+++ Information

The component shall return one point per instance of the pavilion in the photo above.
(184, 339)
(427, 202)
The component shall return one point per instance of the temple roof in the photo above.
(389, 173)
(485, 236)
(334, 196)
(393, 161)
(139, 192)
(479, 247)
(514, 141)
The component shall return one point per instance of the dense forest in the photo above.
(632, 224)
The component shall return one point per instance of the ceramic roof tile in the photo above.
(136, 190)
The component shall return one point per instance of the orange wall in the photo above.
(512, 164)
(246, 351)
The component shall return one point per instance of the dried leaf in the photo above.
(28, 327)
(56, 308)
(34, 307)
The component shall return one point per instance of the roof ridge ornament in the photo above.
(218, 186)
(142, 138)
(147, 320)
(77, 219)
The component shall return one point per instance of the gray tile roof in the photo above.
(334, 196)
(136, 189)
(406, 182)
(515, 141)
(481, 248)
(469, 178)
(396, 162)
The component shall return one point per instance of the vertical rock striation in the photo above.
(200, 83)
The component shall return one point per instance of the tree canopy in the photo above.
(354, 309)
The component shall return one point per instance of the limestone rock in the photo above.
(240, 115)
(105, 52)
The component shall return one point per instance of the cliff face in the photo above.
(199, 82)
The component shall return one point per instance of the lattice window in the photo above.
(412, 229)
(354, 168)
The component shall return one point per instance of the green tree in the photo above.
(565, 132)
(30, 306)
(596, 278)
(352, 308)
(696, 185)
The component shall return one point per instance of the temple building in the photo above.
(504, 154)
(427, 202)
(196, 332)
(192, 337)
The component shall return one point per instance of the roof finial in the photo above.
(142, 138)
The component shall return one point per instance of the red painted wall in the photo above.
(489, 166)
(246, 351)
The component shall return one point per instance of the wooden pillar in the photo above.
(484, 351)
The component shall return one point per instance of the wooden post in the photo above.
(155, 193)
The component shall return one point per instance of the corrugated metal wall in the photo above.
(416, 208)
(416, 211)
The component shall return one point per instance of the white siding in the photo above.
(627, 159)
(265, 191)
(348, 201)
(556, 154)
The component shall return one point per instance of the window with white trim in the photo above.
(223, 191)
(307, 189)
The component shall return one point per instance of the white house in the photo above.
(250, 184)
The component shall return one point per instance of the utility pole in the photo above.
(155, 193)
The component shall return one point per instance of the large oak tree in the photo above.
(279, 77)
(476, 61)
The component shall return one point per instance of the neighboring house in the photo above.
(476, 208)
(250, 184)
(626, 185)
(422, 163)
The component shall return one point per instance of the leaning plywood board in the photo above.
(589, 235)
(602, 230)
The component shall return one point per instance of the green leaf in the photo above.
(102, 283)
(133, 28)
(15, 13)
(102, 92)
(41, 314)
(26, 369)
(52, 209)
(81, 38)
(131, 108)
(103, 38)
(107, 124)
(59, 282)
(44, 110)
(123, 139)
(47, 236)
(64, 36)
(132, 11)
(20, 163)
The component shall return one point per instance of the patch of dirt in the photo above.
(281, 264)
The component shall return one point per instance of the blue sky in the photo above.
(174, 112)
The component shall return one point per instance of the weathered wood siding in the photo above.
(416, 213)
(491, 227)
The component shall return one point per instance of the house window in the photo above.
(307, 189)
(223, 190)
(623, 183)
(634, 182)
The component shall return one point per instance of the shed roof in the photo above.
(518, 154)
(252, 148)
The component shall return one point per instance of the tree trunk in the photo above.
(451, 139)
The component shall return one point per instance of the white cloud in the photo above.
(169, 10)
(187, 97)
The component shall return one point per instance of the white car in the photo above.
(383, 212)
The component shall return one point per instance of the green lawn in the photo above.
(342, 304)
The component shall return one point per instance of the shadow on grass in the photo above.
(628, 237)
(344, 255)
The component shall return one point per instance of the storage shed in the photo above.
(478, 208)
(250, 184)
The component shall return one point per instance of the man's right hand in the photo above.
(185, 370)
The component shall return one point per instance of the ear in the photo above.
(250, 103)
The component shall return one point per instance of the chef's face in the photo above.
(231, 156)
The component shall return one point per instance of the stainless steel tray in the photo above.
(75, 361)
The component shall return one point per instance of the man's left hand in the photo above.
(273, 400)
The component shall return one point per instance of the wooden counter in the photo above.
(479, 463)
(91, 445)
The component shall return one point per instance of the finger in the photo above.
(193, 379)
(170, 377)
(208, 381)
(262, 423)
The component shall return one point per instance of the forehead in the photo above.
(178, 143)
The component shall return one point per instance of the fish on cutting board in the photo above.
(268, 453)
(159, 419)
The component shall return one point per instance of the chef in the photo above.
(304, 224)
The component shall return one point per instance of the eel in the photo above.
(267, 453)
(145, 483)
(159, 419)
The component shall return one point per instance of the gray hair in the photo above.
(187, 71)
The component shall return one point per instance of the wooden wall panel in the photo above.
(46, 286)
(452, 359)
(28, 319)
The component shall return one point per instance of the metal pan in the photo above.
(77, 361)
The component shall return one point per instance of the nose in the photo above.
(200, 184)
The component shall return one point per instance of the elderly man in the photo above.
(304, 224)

++++++

- **What to do**
Set down the data in full, word for word.

- **Expected answer**
The component shall return one point per instance of the pavilion in the photo above.
(184, 339)
(427, 202)
The component shall return one point per instance of the temple roof in the photo above.
(389, 173)
(485, 236)
(334, 196)
(393, 161)
(139, 192)
(479, 247)
(514, 141)
The component shall return one point per instance of the dense forest in the photo above.
(632, 224)
The component shall return one point per instance of the ceramic roof tile in the photo above.
(136, 190)
The component shall return one point per instance of the orange wall in the photo above.
(512, 164)
(246, 351)
The component shall return one point per instance of the dried leaf in the photo above.
(28, 327)
(56, 308)
(34, 307)
The component shall return one point per instance of the roof ridge ornament in the photo above.
(218, 186)
(142, 138)
(147, 320)
(77, 219)
The component shall return one point per instance of the gray tile roof in the photo above.
(334, 196)
(136, 189)
(406, 182)
(515, 141)
(481, 248)
(469, 178)
(396, 162)
The component shall return one point per instance of the vertical rock striation in the photo above.
(200, 83)
The component shall return one point per instance of the tree canopy in the photo above.
(354, 309)
The component shall return one point per instance of the limestone rock in the photo above.
(240, 115)
(105, 52)
The component shall return one point per instance of the cliff face in the photo above.
(199, 82)
The component shall return one point per instance of the lattice window in the photo above.
(412, 229)
(354, 168)
The component shall return one point per instance of the green tree in the photo above.
(565, 132)
(30, 306)
(596, 278)
(352, 308)
(696, 185)
The component shall return one point per instance of the temple building in the photo above.
(504, 154)
(427, 202)
(196, 332)
(192, 337)
The component shall return one point per instance of the roof finial in the photo above.
(142, 138)
The component shall return one point per instance of the red painted wall in the photo above.
(489, 166)
(246, 351)
The component shall return one point per instance of the wooden pillar in the photo above.
(484, 351)
The component shall return one point per instance of the wooden post in the photo above.
(155, 193)
The component shall return one point per instance of the corrugated metal wall in the photo above.
(416, 208)
(416, 211)
The component shall return one point per instance of the white siding in the photo above.
(627, 159)
(265, 191)
(348, 201)
(556, 154)
The component shall return one point per instance of the window with white trim in the photo above.
(223, 191)
(307, 189)
The component shall return one point per instance of the white house in the photo above.
(250, 184)
The component shall return one point per instance of the utility pole in the photo above.
(155, 193)
The component shall return one point per instance of the large oak tree in the photo above.
(279, 77)
(476, 61)
The component shall return one point per instance of the neighboring house in the photo above.
(476, 208)
(250, 184)
(626, 185)
(422, 163)
The component shall return one point per instance of the leaning plywood board in the photo above.
(589, 235)
(602, 230)
The component shall return one point per instance of the green leaf in the photo above.
(102, 283)
(133, 28)
(15, 13)
(102, 92)
(41, 314)
(26, 369)
(52, 209)
(81, 38)
(131, 108)
(103, 38)
(107, 124)
(59, 282)
(44, 110)
(123, 139)
(47, 236)
(64, 36)
(132, 11)
(20, 163)
The component shall return one point per instance of the patch of dirt in the photo above.
(281, 264)
The component shall return one point per instance of the blue sky in the photo above.
(174, 112)
The component shall return one point per instance of the weathered wood siding in the photo above.
(416, 213)
(491, 227)
The component shall return one point per instance of the house window in the photo above.
(307, 189)
(223, 190)
(623, 183)
(634, 182)
The component shall return one point per instance of the shed roof in the photo above.
(518, 154)
(252, 148)
The component shall return one point per instance of the tree trunk in the photo above.
(451, 139)
The component shall return one point per instance of the white cloud in the photo above.
(169, 10)
(187, 97)
The component shall return one point per instance of the white car in the photo above.
(383, 212)
The component shall return one point per instance of the green lawn in the photo above.
(342, 304)
The component shall return one point per instance of the shadow on grass in the photo above.
(628, 237)
(344, 255)
The component shall return one point per instance of the storage shed in the photo above.
(478, 208)
(250, 184)
The component shall return one point per instance of the man's right hand in the photo above.
(185, 370)
The component shall return one point per instance of the ear in the photo above.
(250, 103)
The component shall return one point per instance of the chef's face in the photo above.
(231, 156)
The component shall return one point per instance of the stainless steel tray in the photo above.
(75, 361)
The component shall return one point per instance of the man's left hand in the photo above.
(273, 400)
The component shall return one point per instance of the wooden counter in the photo above.
(479, 463)
(91, 445)
The component shall return one point per instance of the finger in the photo above.
(193, 379)
(170, 377)
(208, 381)
(262, 423)
The component shall return one point per instance of the forehead in the photo above.
(178, 143)
The component shall return one point per instance of the fish on cutting board in the photo above.
(268, 453)
(159, 419)
The component shall return one point per instance of the chef in the photo above.
(304, 224)
The component shall return one point per instance of the eel in the photo above.
(267, 453)
(145, 483)
(159, 419)
The component shall return one point per instance of the gray hair in the photo above.
(187, 71)
The component shall return one point per instance of the wooden wall panel in the photo above.
(46, 286)
(452, 359)
(28, 319)
The component shall return one point per instance of the metal pan in the photo above.
(77, 361)
The component shall return one point per instance of the nose in the photo above.
(200, 184)
The component shall return one point per instance of the elderly man in the photo above.
(304, 224)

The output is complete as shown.